● DESCRIPTION OF THE TASK
From the line containing "Audit instructions — the first annotator's boxes for cherry" to the final line of the material below, return every line exactly. Do not include pictures.

● INPUT DATA
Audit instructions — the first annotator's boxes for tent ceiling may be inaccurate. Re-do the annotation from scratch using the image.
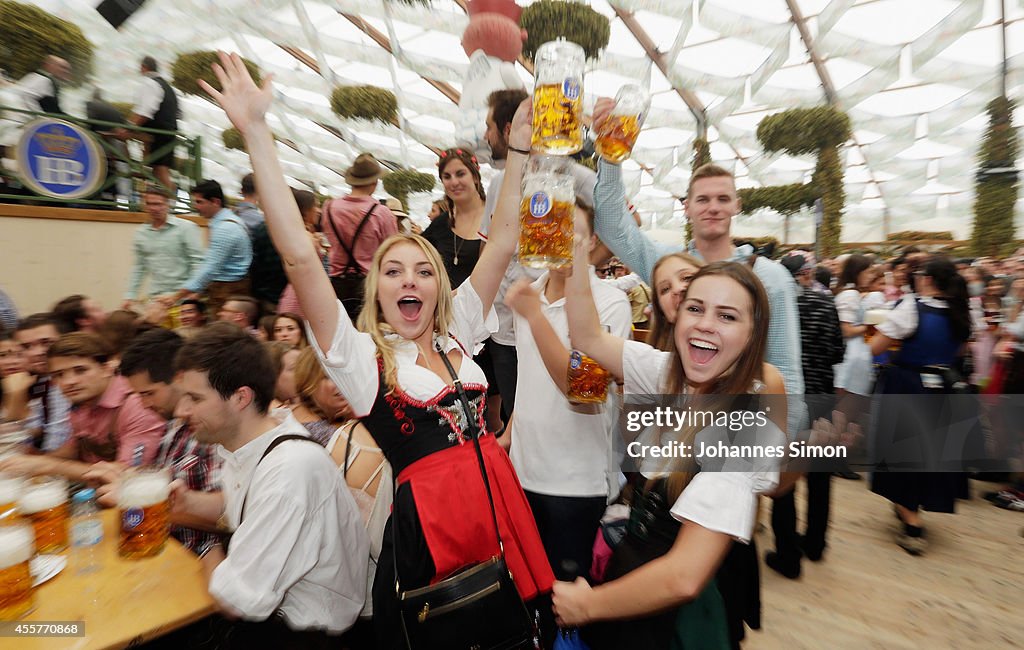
[24,0,1024,242]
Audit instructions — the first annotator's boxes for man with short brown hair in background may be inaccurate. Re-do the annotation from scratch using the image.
[162,179,253,316]
[217,295,260,332]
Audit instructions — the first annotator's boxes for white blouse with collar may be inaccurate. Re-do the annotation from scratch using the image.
[307,279,498,417]
[620,339,784,544]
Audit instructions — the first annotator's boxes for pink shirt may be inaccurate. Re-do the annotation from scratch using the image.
[69,375,166,465]
[322,196,397,276]
[276,284,303,319]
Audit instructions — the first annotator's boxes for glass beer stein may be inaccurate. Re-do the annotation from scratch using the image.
[18,477,68,554]
[119,467,171,559]
[0,474,24,522]
[567,350,611,405]
[532,39,585,155]
[519,155,575,269]
[0,524,35,620]
[595,84,650,164]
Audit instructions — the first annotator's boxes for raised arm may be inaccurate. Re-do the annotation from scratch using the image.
[469,98,531,314]
[565,236,625,380]
[591,99,679,282]
[505,280,570,394]
[198,52,337,351]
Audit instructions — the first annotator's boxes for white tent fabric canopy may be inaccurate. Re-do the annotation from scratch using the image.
[20,0,1024,243]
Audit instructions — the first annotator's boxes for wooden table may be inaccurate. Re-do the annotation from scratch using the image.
[19,509,217,649]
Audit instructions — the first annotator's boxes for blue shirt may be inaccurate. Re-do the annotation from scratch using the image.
[184,208,253,292]
[593,159,806,432]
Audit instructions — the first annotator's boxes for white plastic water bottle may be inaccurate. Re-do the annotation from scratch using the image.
[70,488,103,575]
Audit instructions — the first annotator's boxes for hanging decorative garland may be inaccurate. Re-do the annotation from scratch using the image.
[222,127,245,151]
[520,0,611,63]
[971,96,1019,257]
[172,51,261,97]
[330,86,399,125]
[742,106,851,256]
[887,231,954,242]
[382,169,436,210]
[0,0,93,84]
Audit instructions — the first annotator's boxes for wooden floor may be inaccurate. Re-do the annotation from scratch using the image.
[746,478,1024,649]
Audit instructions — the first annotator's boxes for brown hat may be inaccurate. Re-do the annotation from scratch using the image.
[384,197,408,218]
[345,153,383,187]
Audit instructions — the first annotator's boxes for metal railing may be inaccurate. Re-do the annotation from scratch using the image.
[0,105,202,212]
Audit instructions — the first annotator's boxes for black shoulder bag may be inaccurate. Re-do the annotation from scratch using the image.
[393,341,534,650]
[326,200,377,320]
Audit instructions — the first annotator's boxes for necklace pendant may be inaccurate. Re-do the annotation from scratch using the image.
[454,255,459,266]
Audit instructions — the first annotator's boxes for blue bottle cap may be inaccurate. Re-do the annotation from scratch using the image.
[73,488,96,502]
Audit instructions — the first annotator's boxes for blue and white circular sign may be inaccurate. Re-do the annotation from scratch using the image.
[529,192,552,218]
[569,350,583,369]
[123,507,144,530]
[562,78,581,101]
[16,118,107,200]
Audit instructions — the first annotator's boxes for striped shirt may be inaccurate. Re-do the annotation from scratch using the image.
[156,418,222,555]
[183,208,252,292]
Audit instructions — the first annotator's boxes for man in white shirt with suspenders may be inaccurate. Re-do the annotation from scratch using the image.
[172,324,367,647]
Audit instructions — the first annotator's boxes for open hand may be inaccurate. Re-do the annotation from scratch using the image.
[198,51,274,137]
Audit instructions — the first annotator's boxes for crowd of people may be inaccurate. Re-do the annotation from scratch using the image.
[0,51,1022,649]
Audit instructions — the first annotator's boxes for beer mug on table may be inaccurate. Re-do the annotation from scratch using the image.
[119,467,171,559]
[0,474,24,521]
[0,524,35,620]
[18,477,68,554]
[0,421,31,461]
[567,349,611,405]
[595,84,649,164]
[518,155,575,269]
[532,39,585,155]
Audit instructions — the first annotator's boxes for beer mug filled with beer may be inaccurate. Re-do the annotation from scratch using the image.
[18,477,68,554]
[519,155,576,268]
[532,39,585,155]
[119,467,171,559]
[0,474,24,521]
[0,524,35,620]
[567,349,611,405]
[595,84,650,164]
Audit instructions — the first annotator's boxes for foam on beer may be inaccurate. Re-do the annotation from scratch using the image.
[120,472,170,508]
[18,481,66,514]
[0,526,34,569]
[0,476,23,506]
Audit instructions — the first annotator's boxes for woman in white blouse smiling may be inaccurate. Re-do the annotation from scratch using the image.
[545,237,787,649]
[200,53,554,647]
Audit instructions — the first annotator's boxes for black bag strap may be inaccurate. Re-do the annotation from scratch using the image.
[392,340,505,594]
[326,200,377,277]
[239,434,317,525]
[340,421,357,480]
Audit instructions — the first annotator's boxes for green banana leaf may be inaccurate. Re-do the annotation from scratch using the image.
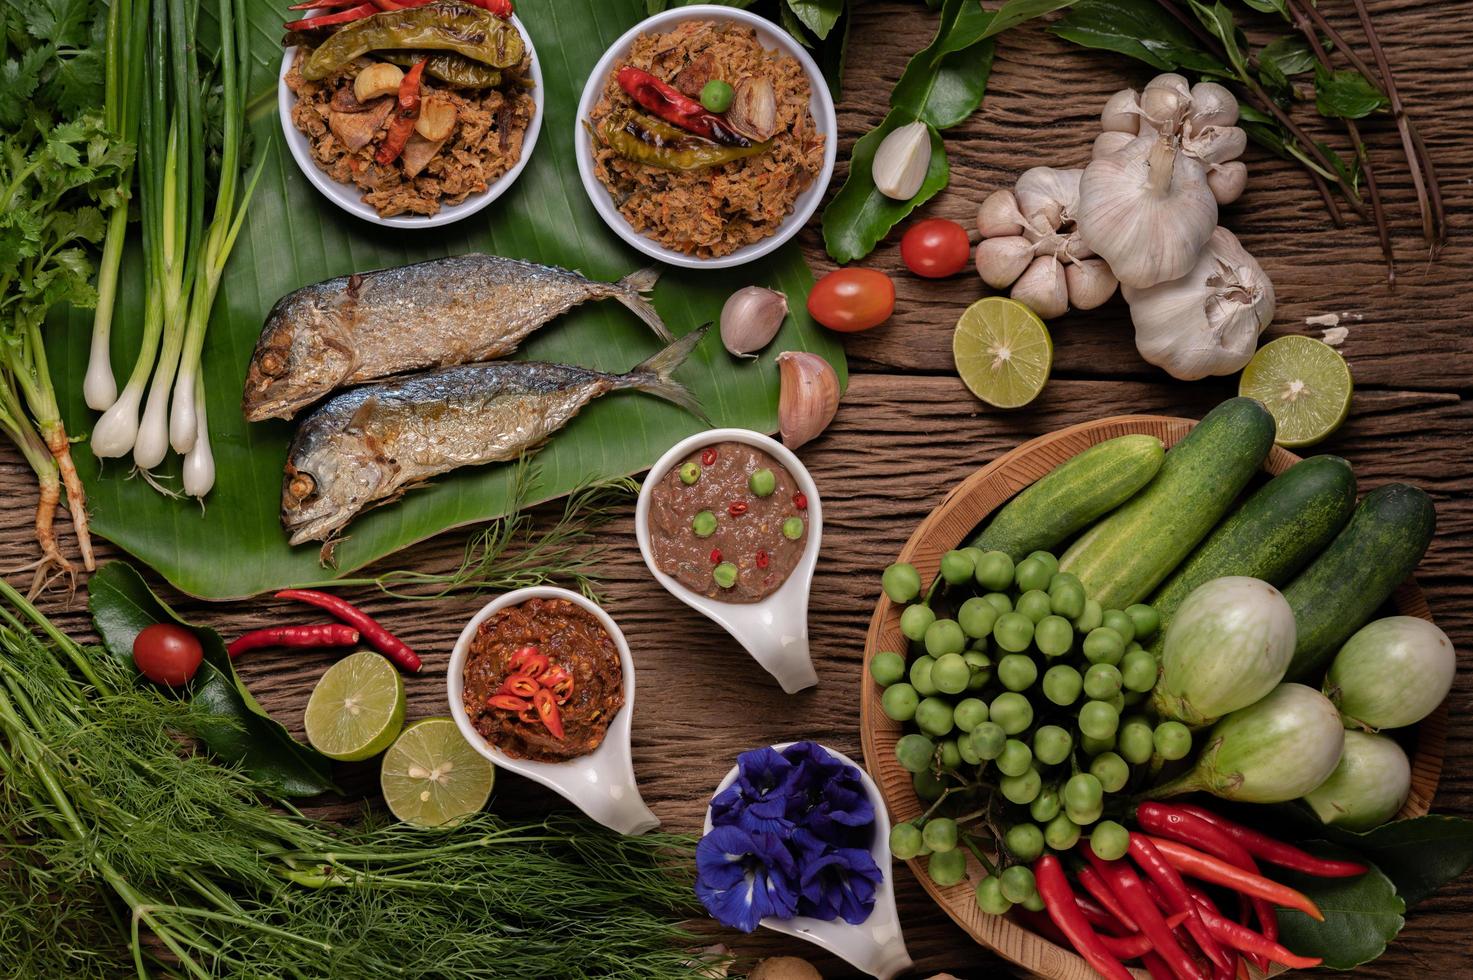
[46,1,844,601]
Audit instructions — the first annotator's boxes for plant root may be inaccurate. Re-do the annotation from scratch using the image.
[43,424,94,572]
[26,472,76,600]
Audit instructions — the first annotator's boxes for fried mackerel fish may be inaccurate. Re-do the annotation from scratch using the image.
[282,326,710,555]
[243,255,670,422]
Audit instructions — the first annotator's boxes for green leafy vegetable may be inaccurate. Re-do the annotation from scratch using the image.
[87,560,335,797]
[1314,64,1391,119]
[1259,34,1316,77]
[978,0,1081,40]
[1052,0,1226,73]
[1274,843,1405,970]
[1324,815,1473,908]
[787,0,843,40]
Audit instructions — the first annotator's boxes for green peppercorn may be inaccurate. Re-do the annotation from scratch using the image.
[691,511,717,538]
[782,516,805,540]
[700,79,734,113]
[712,562,739,589]
[679,461,701,485]
[748,467,776,497]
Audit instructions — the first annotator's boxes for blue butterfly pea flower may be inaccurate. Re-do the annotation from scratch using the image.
[797,846,884,925]
[694,825,800,932]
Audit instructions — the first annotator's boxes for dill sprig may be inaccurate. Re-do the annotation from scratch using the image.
[0,580,711,979]
[336,459,639,602]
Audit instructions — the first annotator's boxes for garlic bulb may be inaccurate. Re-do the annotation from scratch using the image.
[975,235,1034,289]
[720,286,787,358]
[1011,256,1069,320]
[1076,132,1218,290]
[729,76,777,142]
[1100,88,1140,134]
[1123,227,1275,380]
[873,121,931,201]
[1092,130,1135,160]
[1189,81,1239,128]
[977,188,1027,238]
[1013,166,1081,231]
[1207,161,1248,206]
[1064,259,1119,311]
[776,351,839,450]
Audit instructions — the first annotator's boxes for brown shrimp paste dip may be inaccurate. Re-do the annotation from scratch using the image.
[647,440,808,603]
[462,598,623,763]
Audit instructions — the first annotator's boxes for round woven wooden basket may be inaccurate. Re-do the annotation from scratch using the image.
[859,414,1447,980]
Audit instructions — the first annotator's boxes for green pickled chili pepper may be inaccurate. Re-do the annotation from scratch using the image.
[377,51,502,89]
[598,109,770,171]
[303,3,526,81]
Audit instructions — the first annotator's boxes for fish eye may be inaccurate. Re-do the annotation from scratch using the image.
[287,472,317,502]
[258,349,288,377]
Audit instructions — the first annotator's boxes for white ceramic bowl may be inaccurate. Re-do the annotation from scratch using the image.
[703,743,913,979]
[573,5,838,269]
[635,428,821,693]
[446,586,658,835]
[278,12,544,229]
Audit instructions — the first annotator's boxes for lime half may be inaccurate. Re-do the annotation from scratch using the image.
[1239,335,1353,447]
[303,650,405,762]
[953,297,1053,409]
[381,718,494,829]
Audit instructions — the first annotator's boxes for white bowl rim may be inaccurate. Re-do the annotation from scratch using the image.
[445,585,636,779]
[633,427,822,617]
[278,11,544,229]
[572,4,839,269]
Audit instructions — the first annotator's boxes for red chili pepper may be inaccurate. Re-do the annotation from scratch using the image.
[615,66,751,145]
[369,0,401,10]
[518,706,538,725]
[1190,895,1323,969]
[274,590,421,672]
[507,646,548,678]
[375,58,426,166]
[1140,952,1174,980]
[701,447,718,465]
[1173,803,1369,878]
[533,688,564,740]
[755,550,770,569]
[1137,802,1278,965]
[1075,864,1138,933]
[487,693,530,711]
[284,2,378,30]
[1033,855,1135,980]
[227,623,359,657]
[498,673,540,699]
[1129,835,1232,974]
[1085,845,1205,980]
[1144,836,1325,922]
[709,548,722,564]
[793,491,808,510]
[1073,894,1127,935]
[727,501,749,516]
[538,665,574,704]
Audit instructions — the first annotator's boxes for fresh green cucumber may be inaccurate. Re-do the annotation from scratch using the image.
[1284,483,1435,682]
[1148,455,1357,647]
[1058,398,1276,610]
[969,434,1165,561]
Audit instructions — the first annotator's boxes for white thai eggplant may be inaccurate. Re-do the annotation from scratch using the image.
[1302,730,1411,831]
[1153,683,1345,804]
[1324,616,1456,731]
[1153,577,1297,727]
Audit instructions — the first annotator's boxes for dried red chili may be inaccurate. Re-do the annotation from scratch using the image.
[534,689,565,740]
[755,550,770,569]
[701,447,718,465]
[793,492,808,510]
[709,548,722,563]
[615,66,751,145]
[728,502,749,516]
[375,59,427,166]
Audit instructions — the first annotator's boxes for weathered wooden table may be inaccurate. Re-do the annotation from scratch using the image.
[4,3,1468,977]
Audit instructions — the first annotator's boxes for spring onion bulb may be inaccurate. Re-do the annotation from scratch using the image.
[182,377,214,498]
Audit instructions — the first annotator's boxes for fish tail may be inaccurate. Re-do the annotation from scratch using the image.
[606,265,673,342]
[619,324,711,424]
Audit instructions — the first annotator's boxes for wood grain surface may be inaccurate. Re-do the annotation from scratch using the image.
[4,2,1470,978]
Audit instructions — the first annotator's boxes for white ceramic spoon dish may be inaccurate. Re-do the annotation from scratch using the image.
[447,586,658,835]
[636,429,821,693]
[703,743,913,979]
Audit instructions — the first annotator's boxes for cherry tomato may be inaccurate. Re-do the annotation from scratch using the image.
[807,268,896,332]
[901,218,971,278]
[132,623,204,687]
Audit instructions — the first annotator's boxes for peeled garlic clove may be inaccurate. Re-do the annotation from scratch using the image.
[729,76,778,142]
[1076,133,1217,289]
[975,235,1035,289]
[873,120,931,201]
[1101,88,1140,134]
[1188,80,1239,129]
[1013,166,1082,232]
[1065,258,1119,311]
[1122,227,1275,381]
[1207,161,1248,205]
[720,286,788,358]
[1010,255,1069,320]
[1092,130,1135,160]
[776,351,839,450]
[977,188,1026,238]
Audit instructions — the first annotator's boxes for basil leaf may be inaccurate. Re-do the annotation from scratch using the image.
[820,0,994,262]
[1274,843,1404,970]
[1052,0,1226,74]
[1314,64,1389,118]
[1240,0,1287,14]
[1324,815,1473,908]
[786,0,843,41]
[777,1,814,47]
[978,0,1082,41]
[88,561,338,798]
[1186,0,1248,76]
[1260,34,1316,76]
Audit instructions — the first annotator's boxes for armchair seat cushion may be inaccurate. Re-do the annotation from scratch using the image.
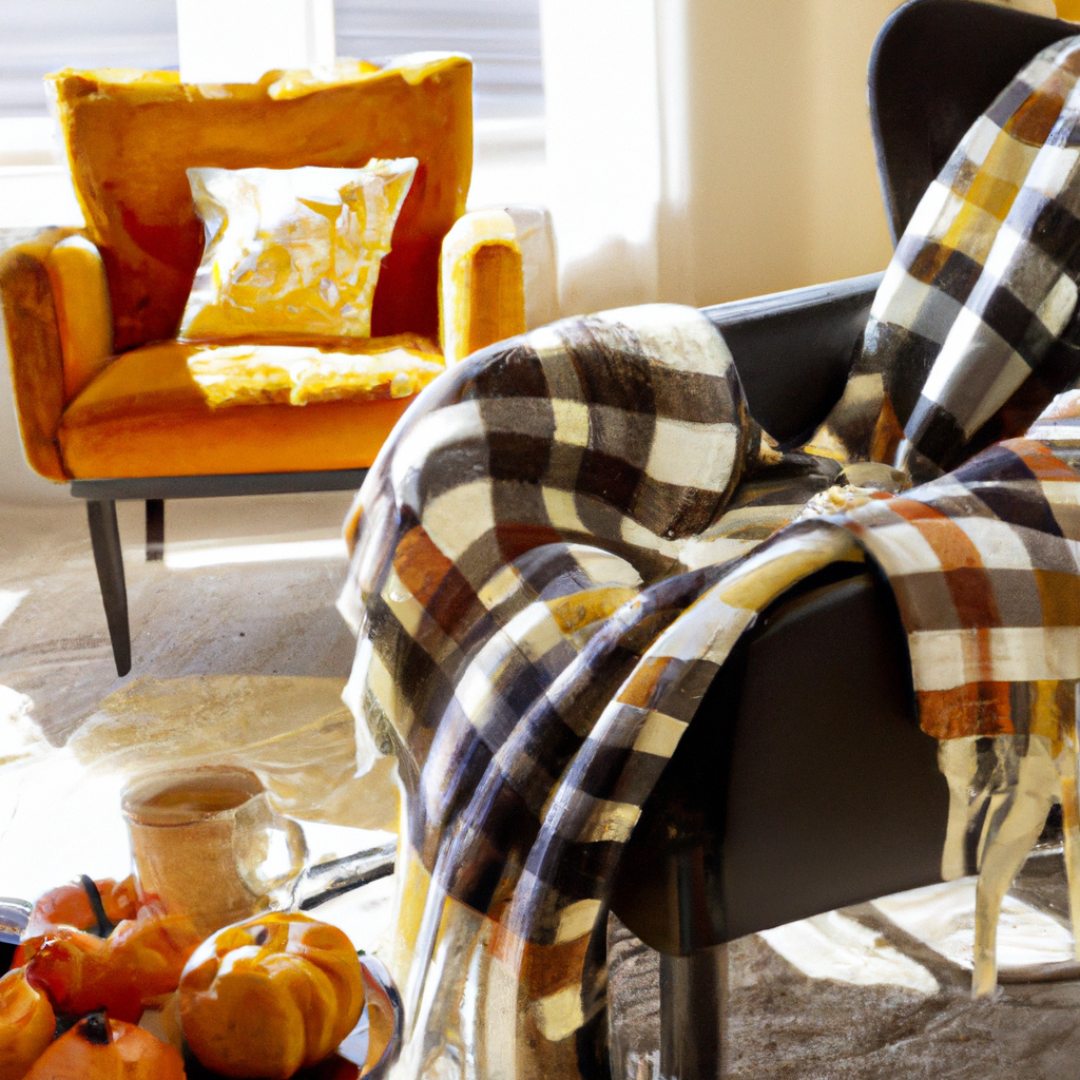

● EXERCISE OUTPUT
Audit instructions — the first annotator's boxes for cherry tomato may be inaccurate. Re-do the annotation from scratch using the image.
[807,268,896,332]
[901,218,971,278]
[132,623,204,687]
Audit instructions — the first annotator's boxes for peeled garlic clove may be inaccurate. Re-do the annotation from scratch using the image.
[729,76,778,142]
[1076,133,1217,289]
[975,235,1035,289]
[873,120,931,201]
[1101,88,1140,134]
[1188,80,1239,129]
[1013,166,1082,232]
[1065,258,1119,311]
[1122,227,1275,381]
[1207,161,1248,205]
[720,286,788,358]
[1010,255,1069,320]
[1092,130,1135,160]
[776,351,839,450]
[977,188,1026,238]
Audit instructions — the first annotator's boxes for basil leaf may be inaccurate. Re-do the annotation from scratch using the image.
[820,0,994,262]
[1274,843,1404,970]
[1052,0,1226,74]
[1314,64,1389,118]
[1240,0,1287,14]
[1324,815,1473,908]
[786,0,843,41]
[777,1,814,47]
[978,0,1082,41]
[88,561,338,798]
[1186,0,1248,76]
[1260,34,1316,76]
Audit instructions — the first annotator's boxes for armchair seat cushion may be inaccurate. Re-do the annotation from scratch using the image.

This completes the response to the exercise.